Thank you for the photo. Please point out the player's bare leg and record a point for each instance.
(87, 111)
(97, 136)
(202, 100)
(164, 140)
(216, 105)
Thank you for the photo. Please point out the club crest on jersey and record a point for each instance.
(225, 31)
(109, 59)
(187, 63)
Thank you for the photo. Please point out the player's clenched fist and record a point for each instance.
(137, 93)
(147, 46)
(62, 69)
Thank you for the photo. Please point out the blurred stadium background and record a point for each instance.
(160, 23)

-------------------------

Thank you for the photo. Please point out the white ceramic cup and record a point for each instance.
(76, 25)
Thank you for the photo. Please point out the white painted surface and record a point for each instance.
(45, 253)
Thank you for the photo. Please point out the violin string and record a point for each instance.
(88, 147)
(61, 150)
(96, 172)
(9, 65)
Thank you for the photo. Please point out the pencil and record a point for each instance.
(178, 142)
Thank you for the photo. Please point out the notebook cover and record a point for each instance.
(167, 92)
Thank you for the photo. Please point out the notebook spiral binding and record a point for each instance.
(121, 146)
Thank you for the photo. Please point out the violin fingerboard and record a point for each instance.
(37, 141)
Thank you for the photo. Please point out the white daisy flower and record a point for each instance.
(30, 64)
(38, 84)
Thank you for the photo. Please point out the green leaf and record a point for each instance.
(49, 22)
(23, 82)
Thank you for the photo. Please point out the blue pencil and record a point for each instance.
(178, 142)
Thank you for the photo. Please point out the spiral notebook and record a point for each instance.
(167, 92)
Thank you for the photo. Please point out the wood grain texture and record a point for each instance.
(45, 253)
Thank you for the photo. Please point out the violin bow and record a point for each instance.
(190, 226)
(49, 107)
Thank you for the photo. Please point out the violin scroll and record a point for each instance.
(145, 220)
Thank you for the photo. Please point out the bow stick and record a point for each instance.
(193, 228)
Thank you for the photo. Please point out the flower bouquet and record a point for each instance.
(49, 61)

-------------------------

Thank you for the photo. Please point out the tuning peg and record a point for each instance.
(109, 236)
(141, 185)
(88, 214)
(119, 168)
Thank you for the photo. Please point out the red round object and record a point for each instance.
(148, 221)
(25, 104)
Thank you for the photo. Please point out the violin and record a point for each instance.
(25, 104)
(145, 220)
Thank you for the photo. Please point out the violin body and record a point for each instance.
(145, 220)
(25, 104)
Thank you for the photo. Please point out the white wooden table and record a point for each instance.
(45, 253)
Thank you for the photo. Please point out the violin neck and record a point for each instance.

-------------------------

What this task involves – Pull out each line in the items above that contains the word "spiral", copying it in full.

Exercise response –
Thank you for the photo. Please point out the notebook spiral binding and record a point for each instance.
Thank you for the photo. Please point out the spiral notebook and record a point for each instance.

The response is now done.